Instructions for the task: For every line of the records below that holds "jacket", add one. Give only the final total.

__________

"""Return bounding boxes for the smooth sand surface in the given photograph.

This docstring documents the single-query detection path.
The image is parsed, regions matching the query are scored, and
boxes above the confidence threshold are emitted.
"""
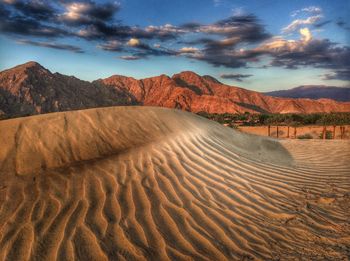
[0,106,349,260]
[239,125,350,139]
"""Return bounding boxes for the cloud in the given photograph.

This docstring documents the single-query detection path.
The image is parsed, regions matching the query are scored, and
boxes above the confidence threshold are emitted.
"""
[255,28,350,78]
[11,0,56,21]
[323,69,350,81]
[299,27,312,42]
[302,6,322,13]
[124,38,178,58]
[220,73,252,81]
[179,47,199,54]
[0,1,65,37]
[60,1,120,25]
[1,1,348,82]
[336,19,350,31]
[0,17,68,37]
[98,40,123,51]
[177,15,271,68]
[119,55,141,60]
[144,24,187,40]
[291,6,322,17]
[127,38,140,47]
[314,20,331,28]
[201,15,270,42]
[282,15,322,33]
[17,39,84,53]
[0,1,269,46]
[1,0,16,3]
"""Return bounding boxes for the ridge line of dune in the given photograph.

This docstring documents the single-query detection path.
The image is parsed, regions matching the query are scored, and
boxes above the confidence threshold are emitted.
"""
[0,106,349,260]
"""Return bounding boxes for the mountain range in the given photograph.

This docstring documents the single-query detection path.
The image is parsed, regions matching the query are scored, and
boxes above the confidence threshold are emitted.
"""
[265,85,350,102]
[1,61,350,119]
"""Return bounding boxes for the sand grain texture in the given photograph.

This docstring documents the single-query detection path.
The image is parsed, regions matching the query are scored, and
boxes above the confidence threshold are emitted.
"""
[0,106,349,260]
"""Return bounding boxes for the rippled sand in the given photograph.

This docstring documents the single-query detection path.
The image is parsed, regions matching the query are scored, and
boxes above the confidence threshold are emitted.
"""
[0,106,349,260]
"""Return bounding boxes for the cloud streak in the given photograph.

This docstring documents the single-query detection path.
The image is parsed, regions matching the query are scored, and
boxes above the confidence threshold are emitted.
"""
[220,73,253,81]
[17,39,84,53]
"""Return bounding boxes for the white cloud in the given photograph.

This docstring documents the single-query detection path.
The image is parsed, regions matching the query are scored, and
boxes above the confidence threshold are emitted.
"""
[179,47,199,54]
[62,2,91,21]
[258,27,313,52]
[302,6,322,13]
[127,38,140,47]
[299,28,312,42]
[291,6,322,17]
[282,15,322,33]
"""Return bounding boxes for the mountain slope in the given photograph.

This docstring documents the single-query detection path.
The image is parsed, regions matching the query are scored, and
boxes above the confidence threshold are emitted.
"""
[0,62,137,119]
[265,85,350,102]
[1,62,350,119]
[102,71,350,114]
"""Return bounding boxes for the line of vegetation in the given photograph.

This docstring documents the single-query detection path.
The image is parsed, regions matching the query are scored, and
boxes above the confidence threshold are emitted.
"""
[196,112,350,127]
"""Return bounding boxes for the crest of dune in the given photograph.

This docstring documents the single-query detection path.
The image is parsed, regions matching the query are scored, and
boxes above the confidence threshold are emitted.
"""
[0,106,349,260]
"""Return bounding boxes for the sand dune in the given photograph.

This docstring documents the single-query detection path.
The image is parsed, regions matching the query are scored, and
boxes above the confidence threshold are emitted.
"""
[0,106,349,260]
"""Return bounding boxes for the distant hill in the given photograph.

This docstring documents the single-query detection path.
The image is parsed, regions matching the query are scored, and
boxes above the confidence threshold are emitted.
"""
[1,62,350,119]
[264,85,350,102]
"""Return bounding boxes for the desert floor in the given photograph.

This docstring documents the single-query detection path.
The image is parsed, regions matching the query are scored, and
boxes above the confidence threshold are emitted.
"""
[0,106,349,260]
[239,125,350,140]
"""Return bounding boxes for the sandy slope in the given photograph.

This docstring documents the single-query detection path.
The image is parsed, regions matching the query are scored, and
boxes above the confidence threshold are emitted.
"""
[0,106,349,260]
[239,125,350,139]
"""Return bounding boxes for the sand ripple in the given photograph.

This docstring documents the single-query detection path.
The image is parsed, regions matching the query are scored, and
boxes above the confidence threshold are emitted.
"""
[0,107,349,260]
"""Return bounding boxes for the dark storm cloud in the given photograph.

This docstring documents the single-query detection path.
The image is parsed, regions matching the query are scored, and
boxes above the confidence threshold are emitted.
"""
[323,69,350,81]
[220,73,253,81]
[0,1,67,37]
[59,1,120,26]
[268,39,350,72]
[177,14,271,68]
[12,0,56,21]
[17,39,84,53]
[0,1,269,44]
[130,43,178,58]
[100,38,177,59]
[179,22,201,30]
[336,19,350,31]
[0,15,68,37]
[212,15,270,42]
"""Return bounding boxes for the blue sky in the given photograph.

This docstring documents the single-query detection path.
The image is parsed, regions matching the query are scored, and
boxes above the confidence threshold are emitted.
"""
[0,0,349,91]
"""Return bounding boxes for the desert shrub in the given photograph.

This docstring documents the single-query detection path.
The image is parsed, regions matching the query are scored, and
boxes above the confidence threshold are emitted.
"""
[297,134,313,139]
[319,130,332,139]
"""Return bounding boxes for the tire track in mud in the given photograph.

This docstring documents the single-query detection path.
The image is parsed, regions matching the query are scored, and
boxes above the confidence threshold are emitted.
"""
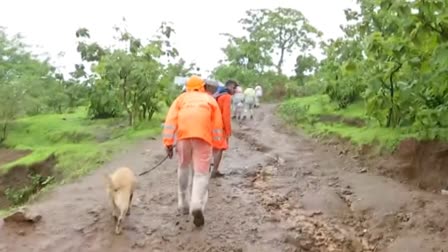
[237,105,448,252]
[233,109,377,252]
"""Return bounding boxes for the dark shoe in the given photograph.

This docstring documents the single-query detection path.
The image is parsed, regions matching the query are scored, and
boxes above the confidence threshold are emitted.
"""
[211,171,225,178]
[192,209,205,227]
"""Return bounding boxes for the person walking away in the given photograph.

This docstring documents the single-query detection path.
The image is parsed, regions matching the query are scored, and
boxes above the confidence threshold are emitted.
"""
[255,85,263,108]
[243,86,256,120]
[232,86,244,120]
[162,75,224,227]
[185,79,220,205]
[204,79,222,178]
[211,79,237,178]
[204,79,219,95]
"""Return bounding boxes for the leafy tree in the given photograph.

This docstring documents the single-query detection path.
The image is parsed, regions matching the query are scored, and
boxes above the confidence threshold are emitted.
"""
[294,54,318,85]
[239,7,322,74]
[220,33,272,72]
[314,0,448,137]
[0,28,69,142]
[75,21,179,125]
[214,7,322,100]
[162,58,201,100]
[319,37,366,109]
[212,64,259,87]
[166,58,199,77]
[60,76,89,111]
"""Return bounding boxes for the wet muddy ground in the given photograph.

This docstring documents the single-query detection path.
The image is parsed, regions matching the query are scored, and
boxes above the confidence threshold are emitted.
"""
[0,104,447,252]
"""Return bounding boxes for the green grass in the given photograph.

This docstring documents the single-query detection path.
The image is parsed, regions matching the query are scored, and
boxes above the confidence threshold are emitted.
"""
[0,209,8,217]
[0,204,30,218]
[1,106,164,178]
[278,94,416,151]
[281,95,366,119]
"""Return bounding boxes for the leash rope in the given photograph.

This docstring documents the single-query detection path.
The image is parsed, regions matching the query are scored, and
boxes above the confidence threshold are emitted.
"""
[138,154,170,176]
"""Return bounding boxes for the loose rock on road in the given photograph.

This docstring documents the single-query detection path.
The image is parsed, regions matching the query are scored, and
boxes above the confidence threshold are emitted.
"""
[0,104,447,252]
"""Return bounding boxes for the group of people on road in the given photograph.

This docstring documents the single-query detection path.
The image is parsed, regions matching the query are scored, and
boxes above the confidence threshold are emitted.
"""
[231,84,263,121]
[162,76,242,227]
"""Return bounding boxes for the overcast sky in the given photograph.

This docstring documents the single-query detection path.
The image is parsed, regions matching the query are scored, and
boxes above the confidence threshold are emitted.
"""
[0,0,358,77]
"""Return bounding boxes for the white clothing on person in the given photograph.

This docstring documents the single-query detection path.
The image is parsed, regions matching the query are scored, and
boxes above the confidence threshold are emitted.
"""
[243,87,256,119]
[255,85,262,107]
[231,86,244,119]
[232,93,245,119]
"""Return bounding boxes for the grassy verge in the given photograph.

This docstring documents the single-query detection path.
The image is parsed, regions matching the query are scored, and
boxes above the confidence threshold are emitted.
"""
[278,95,417,151]
[0,106,166,215]
[1,106,164,179]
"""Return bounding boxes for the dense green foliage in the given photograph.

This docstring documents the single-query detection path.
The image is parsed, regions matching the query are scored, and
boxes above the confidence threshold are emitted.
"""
[317,0,448,138]
[0,29,88,144]
[74,20,191,125]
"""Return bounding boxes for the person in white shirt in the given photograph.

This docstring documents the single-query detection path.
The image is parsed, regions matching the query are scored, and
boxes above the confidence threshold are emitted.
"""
[255,85,263,108]
[243,87,256,120]
[232,86,244,120]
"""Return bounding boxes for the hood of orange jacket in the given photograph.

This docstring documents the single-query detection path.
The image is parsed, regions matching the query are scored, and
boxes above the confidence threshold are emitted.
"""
[185,75,205,92]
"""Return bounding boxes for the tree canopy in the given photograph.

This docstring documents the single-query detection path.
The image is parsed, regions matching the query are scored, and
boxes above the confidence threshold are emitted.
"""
[213,7,321,97]
[317,0,448,135]
[73,21,198,125]
[0,28,86,143]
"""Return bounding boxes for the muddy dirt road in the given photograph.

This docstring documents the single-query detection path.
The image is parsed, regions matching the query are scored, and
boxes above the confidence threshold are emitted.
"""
[1,104,447,252]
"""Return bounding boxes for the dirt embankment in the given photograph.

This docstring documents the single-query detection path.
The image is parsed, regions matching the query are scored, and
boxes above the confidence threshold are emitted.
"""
[328,137,448,193]
[0,150,57,209]
[375,139,448,191]
[308,112,448,193]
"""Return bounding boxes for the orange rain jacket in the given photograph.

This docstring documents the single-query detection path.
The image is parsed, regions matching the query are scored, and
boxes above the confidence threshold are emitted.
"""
[162,91,224,149]
[215,93,232,150]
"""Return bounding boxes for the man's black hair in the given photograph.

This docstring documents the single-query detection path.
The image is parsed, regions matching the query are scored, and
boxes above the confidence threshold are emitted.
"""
[225,80,238,87]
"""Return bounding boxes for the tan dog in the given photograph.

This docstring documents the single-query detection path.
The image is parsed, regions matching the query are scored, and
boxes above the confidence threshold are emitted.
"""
[105,167,137,235]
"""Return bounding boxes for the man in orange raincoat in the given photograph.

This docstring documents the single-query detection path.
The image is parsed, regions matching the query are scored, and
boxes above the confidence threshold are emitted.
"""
[211,80,237,178]
[162,75,224,227]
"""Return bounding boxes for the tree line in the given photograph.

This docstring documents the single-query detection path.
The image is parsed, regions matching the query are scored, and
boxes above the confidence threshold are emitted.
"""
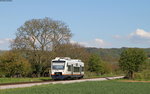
[0,17,107,77]
[0,17,149,79]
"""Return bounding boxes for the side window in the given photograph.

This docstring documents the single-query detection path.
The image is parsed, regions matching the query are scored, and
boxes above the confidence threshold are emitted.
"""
[68,65,71,71]
[82,67,84,71]
[74,67,80,72]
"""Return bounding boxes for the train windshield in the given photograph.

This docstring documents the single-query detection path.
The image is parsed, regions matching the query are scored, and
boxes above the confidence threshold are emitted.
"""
[52,61,65,63]
[52,61,65,70]
[52,65,64,70]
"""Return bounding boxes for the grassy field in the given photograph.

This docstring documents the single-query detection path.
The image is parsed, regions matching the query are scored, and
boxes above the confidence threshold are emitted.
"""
[0,73,119,84]
[1,80,150,94]
[0,77,51,84]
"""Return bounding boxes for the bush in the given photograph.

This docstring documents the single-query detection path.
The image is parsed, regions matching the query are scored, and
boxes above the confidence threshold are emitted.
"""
[88,54,105,74]
[0,51,31,77]
[134,70,150,80]
[84,72,97,78]
[134,73,143,80]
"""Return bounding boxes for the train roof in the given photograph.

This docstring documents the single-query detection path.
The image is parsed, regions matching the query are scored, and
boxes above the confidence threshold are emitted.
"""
[52,57,83,63]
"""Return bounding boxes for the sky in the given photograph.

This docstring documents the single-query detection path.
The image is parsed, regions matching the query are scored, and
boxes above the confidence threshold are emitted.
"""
[0,0,150,50]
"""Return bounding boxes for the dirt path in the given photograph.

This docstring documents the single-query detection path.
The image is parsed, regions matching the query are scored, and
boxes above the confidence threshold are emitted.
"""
[0,76,124,90]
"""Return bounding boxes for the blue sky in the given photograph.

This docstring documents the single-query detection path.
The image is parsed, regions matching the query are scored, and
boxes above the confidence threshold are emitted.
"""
[0,0,150,50]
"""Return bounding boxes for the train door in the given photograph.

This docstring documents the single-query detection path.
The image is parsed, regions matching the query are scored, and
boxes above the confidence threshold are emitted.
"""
[80,65,82,75]
[71,64,73,75]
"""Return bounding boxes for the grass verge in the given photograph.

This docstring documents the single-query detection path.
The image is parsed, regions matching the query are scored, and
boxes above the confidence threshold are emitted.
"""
[0,73,121,84]
[0,77,51,84]
[84,72,122,78]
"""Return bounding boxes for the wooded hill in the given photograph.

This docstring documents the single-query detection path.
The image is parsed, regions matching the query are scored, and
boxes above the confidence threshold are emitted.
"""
[86,47,150,63]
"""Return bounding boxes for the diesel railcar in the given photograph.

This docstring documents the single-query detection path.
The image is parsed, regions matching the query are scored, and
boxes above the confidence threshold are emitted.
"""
[51,57,84,80]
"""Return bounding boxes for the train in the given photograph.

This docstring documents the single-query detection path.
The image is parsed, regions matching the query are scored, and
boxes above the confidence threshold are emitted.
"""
[51,57,84,80]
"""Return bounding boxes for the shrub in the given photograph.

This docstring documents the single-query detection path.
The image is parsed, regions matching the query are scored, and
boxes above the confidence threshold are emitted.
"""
[0,51,31,77]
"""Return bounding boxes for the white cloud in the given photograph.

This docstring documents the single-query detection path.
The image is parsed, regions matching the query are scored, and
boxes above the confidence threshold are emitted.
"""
[113,29,150,40]
[113,29,150,45]
[70,40,88,46]
[0,38,12,45]
[0,38,13,50]
[129,29,150,39]
[71,38,110,48]
[95,38,104,44]
[93,38,106,47]
[128,29,150,43]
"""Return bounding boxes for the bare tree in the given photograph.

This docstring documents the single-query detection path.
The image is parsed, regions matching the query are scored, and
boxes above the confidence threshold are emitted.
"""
[12,17,72,51]
[54,43,90,71]
[11,17,72,77]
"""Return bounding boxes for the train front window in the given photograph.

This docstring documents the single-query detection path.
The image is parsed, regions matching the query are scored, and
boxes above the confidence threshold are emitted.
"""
[52,65,64,70]
[52,61,65,63]
[52,60,65,70]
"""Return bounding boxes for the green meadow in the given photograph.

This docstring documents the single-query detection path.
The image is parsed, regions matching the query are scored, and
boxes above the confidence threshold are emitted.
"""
[1,80,150,94]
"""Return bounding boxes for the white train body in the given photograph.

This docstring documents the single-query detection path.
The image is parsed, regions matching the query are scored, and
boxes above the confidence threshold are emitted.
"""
[51,57,84,80]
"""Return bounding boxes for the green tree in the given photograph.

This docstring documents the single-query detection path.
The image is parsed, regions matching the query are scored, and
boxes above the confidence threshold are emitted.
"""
[0,51,31,77]
[88,54,105,75]
[119,48,147,79]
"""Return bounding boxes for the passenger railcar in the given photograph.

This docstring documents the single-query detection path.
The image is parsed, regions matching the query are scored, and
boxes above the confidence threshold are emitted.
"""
[51,57,84,80]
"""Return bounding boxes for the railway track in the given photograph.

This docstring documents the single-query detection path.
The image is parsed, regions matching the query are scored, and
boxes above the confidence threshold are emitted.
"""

__________

Answer for this exercise: 2